Segment Open

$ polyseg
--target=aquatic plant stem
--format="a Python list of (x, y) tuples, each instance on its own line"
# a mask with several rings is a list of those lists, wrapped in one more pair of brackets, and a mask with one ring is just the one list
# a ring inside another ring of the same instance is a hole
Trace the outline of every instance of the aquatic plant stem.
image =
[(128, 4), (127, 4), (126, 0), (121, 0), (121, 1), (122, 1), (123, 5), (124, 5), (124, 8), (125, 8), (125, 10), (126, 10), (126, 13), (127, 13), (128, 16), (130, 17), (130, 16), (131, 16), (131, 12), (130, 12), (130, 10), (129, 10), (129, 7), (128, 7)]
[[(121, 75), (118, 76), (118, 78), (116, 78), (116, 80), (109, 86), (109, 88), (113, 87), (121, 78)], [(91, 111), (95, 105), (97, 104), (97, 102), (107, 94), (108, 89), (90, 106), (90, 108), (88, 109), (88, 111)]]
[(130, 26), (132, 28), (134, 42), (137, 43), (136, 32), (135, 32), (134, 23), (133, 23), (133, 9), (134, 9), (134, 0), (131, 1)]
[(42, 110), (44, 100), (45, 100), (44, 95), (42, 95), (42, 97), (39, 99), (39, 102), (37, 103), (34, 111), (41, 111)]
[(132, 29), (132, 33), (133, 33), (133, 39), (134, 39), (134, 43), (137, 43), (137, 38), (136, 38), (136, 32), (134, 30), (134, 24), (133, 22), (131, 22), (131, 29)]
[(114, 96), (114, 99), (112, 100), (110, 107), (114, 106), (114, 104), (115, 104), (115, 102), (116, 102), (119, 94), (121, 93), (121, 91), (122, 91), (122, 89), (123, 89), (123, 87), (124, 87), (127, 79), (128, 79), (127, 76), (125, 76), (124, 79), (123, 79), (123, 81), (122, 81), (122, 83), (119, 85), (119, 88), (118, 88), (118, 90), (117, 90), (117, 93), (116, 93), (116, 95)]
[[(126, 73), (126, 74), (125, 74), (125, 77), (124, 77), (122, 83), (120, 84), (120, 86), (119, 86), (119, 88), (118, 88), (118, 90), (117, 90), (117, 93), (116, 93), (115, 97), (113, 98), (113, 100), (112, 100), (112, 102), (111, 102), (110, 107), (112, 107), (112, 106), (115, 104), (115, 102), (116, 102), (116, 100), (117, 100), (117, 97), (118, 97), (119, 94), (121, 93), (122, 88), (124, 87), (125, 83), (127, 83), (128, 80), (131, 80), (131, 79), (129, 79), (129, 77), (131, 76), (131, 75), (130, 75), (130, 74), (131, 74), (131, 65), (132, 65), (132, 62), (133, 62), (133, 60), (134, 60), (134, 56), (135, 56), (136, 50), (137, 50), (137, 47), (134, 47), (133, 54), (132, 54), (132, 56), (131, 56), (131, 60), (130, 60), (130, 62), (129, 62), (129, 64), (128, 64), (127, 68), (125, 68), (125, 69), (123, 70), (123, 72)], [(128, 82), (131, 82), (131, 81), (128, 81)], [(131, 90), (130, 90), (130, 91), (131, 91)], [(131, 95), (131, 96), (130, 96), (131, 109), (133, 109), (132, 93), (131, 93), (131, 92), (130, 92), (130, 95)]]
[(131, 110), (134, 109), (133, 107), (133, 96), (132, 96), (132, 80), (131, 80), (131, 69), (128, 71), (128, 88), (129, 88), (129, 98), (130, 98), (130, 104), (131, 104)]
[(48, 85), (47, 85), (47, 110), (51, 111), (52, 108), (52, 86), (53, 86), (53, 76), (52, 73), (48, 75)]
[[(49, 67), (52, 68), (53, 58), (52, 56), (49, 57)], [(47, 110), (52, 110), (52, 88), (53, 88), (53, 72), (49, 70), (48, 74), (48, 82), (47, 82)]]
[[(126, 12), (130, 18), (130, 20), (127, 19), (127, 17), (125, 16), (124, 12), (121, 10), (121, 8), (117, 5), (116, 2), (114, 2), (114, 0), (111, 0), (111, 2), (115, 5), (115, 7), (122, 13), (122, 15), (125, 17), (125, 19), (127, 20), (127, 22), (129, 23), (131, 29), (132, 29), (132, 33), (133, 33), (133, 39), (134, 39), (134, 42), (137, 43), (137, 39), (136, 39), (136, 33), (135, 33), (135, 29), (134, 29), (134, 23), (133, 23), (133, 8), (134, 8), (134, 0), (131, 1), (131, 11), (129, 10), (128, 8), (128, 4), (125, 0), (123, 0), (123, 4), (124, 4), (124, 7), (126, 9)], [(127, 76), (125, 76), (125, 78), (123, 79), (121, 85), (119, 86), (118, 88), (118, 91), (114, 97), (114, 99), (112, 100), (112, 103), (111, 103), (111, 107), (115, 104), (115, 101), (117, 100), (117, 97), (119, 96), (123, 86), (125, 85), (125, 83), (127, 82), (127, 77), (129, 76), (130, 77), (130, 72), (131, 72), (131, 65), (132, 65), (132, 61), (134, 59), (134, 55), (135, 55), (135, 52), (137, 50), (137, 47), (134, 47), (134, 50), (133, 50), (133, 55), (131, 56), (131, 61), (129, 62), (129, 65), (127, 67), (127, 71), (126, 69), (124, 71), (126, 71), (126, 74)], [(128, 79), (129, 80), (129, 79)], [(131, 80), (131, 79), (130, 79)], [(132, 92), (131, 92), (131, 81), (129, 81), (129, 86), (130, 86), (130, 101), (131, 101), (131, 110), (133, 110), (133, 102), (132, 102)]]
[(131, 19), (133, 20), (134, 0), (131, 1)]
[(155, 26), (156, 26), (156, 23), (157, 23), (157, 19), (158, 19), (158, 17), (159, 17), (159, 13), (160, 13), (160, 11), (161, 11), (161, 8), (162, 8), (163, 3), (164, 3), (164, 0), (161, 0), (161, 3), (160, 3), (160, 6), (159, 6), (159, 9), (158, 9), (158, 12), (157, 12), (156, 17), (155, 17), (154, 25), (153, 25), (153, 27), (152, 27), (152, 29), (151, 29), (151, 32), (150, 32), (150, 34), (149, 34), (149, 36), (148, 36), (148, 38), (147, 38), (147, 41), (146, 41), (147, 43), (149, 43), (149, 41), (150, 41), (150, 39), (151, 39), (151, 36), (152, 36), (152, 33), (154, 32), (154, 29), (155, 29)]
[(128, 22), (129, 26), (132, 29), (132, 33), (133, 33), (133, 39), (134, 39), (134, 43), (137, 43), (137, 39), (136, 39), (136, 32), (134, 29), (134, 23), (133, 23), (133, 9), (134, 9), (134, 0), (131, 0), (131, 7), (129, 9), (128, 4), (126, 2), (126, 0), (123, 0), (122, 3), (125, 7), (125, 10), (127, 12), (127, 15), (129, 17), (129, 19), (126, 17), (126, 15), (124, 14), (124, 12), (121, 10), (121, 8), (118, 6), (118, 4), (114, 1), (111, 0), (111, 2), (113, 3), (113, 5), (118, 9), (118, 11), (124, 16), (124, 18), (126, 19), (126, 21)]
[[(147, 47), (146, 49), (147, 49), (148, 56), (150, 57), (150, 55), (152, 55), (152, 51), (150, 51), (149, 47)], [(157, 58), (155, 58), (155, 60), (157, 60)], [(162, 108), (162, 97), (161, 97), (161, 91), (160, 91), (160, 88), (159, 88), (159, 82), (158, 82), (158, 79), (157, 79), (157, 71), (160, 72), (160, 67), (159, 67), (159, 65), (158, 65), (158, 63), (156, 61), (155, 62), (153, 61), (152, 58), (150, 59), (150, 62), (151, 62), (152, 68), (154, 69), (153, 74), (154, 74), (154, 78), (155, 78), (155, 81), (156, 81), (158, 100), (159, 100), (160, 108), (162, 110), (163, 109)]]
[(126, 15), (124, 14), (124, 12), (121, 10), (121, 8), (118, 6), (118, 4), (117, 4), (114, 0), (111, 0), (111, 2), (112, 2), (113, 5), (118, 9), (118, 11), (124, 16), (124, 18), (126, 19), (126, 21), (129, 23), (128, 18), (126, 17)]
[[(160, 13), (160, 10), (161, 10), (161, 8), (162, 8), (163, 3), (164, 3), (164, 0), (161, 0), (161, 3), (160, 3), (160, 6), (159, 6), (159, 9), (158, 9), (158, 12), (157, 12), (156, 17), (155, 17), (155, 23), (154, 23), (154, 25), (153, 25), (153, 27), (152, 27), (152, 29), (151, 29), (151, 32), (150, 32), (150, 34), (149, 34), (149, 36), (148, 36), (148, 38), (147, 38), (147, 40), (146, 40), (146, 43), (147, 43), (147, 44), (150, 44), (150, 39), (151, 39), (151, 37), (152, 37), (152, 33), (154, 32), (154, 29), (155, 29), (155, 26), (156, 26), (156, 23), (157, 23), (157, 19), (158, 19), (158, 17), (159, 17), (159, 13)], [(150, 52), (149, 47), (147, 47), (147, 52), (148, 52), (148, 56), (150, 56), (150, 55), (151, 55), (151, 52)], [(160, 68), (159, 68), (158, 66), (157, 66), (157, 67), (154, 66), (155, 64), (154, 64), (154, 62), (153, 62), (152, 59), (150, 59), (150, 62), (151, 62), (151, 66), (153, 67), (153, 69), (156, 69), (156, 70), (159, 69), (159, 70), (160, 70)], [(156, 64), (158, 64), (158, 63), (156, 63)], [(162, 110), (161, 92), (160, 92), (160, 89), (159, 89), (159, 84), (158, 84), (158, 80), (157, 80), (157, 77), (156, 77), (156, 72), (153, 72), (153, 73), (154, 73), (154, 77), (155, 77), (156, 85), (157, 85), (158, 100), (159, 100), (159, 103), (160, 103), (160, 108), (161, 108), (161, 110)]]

Segment Closed

From the listing above, repeat exactly the lines starting at the line that includes "Python list of" and ending at the line that includes "Trace the outline", with nothing outside that span.

--format="a Python list of (x, y) tuples, each instance on its own line"
# a mask with several rings is a list of those lists, wrapped in one more pair of brackets, and a mask with one ring is just the one list
# a ring inside another ring of the same instance is a hole
Trace the outline of every instance of the aquatic plant stem.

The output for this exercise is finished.